→ **Extrait à lire**:
+===+

Le mental est à la fois la cause de tous nos soucis, entretenant désirs et angoisses, créant le concept d’un moi séparé, et la clé nous permettant de comprendre ce voyage terrestre entrepris par la conscience.
Il n’a pas à être condamné en lui-même, car il peut être un allié et nous permettre de comprendre que nous ne sommes pas seulement ce flux mental.
Or, nous l’avons laissé exercer une domination absolue sur la vie et parasiter l’ensemble de nos existences.
Le mental s’épuise à vouloir changer le réel en fabriquant des idéaux, des croyances et des certitudes, en formant une représentation de ce qui est, figeant ainsi le mouvement perpétuel de la vie. Il crée cette réalité terrestre, constituée des illusions dont il s’est rempli, il établit le moi et le monde hors moi, le sujet pensant et l’objet pensé, sans réalité autonome.

+===+

→ **Données fournies**:

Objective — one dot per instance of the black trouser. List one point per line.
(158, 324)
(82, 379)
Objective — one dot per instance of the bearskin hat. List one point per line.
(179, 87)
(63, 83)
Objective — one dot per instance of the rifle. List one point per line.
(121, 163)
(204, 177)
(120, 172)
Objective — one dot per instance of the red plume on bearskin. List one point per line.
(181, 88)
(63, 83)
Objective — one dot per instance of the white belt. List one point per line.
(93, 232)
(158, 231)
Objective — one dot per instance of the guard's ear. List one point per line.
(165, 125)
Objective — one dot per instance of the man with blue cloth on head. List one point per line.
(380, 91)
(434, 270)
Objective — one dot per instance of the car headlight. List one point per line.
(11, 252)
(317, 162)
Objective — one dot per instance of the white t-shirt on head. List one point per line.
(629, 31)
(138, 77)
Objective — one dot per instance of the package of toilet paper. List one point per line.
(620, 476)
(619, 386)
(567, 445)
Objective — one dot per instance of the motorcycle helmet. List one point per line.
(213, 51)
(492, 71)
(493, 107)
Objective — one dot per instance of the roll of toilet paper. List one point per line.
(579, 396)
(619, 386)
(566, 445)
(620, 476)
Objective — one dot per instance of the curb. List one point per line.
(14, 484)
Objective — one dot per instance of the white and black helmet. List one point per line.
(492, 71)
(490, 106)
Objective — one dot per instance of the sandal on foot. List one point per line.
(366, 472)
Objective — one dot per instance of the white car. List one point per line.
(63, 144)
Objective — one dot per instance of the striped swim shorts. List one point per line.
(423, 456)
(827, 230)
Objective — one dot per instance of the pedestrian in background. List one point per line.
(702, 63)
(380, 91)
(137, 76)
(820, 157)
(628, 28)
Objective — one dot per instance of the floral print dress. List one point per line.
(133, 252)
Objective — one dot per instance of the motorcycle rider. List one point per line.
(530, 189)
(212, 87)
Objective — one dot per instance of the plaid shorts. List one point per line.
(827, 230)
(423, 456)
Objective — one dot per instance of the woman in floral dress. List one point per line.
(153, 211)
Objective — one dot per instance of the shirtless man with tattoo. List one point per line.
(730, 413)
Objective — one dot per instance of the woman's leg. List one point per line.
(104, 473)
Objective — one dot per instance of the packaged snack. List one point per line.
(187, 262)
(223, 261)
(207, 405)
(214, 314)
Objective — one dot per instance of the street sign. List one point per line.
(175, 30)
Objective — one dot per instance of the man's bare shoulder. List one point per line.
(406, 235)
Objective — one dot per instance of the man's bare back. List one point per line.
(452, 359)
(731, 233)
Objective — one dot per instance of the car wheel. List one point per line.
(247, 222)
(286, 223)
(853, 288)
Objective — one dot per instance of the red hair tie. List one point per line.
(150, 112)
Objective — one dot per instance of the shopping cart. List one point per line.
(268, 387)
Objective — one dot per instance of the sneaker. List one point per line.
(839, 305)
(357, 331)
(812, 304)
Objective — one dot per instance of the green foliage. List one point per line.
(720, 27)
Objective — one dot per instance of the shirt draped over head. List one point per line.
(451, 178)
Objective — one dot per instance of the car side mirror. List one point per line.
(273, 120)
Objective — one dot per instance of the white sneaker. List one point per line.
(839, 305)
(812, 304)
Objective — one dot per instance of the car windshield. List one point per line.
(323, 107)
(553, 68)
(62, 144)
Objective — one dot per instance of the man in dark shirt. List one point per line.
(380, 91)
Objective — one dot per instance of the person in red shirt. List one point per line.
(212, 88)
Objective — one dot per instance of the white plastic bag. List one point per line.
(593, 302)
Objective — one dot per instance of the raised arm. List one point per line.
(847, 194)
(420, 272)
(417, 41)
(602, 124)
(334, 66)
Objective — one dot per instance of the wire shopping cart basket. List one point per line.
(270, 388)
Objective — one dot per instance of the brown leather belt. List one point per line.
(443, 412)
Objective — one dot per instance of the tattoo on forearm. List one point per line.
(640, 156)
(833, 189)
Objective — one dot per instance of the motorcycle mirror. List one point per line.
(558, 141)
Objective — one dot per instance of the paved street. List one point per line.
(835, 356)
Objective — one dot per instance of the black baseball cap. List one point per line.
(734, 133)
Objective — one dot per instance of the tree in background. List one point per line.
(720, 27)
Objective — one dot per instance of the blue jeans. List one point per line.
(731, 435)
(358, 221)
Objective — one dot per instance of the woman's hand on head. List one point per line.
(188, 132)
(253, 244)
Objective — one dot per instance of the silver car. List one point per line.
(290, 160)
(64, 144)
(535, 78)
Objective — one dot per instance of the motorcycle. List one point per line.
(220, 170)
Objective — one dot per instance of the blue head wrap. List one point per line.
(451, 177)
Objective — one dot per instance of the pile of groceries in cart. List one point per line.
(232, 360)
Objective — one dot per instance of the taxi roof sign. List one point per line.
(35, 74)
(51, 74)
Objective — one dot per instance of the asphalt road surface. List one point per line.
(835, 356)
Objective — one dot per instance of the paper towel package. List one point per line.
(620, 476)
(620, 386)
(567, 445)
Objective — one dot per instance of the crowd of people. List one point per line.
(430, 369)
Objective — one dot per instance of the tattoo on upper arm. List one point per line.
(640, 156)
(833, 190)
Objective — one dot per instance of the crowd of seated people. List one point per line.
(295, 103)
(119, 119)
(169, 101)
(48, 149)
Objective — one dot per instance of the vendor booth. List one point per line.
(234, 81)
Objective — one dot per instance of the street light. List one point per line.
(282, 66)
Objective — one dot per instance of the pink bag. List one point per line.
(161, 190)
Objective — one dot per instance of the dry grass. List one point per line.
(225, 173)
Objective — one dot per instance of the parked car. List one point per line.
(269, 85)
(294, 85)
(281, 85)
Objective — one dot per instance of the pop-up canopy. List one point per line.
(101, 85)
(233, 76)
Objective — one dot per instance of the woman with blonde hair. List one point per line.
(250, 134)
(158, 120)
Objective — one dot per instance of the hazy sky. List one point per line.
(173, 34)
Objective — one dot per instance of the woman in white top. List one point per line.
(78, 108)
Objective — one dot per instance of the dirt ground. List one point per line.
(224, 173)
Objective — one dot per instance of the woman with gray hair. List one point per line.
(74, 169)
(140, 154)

+===+

→ **Liste des tâches**:
(A) D'après l'extrait sur le mental, qu'est-ce que le mental fabrique lorsqu'il veut changer le réel ? Énumérez-les tous.
(B) Renvoyez mot pour mot le passage de l'extrait sur le mental qui s'ouvre sur les mots contenant « Le mental est » et se clôt sur « par la conscience. ».
(C) Dans l'extrait sur le mental, que fige le mental en formant une représentation de ce qui est ?

→ **Réponses par tâche**:
(A) Des idéaux, des croyances, des certitudes.

(B)
Le mental est à la fois la cause de tous nos soucis, entretenant désirs et angoisses, créant le concept d’un moi séparé, et la clé nous permettant de comprendre ce voyage terrestre entrepris par la conscience.

(C) Le mouvement perpétuel de la vie.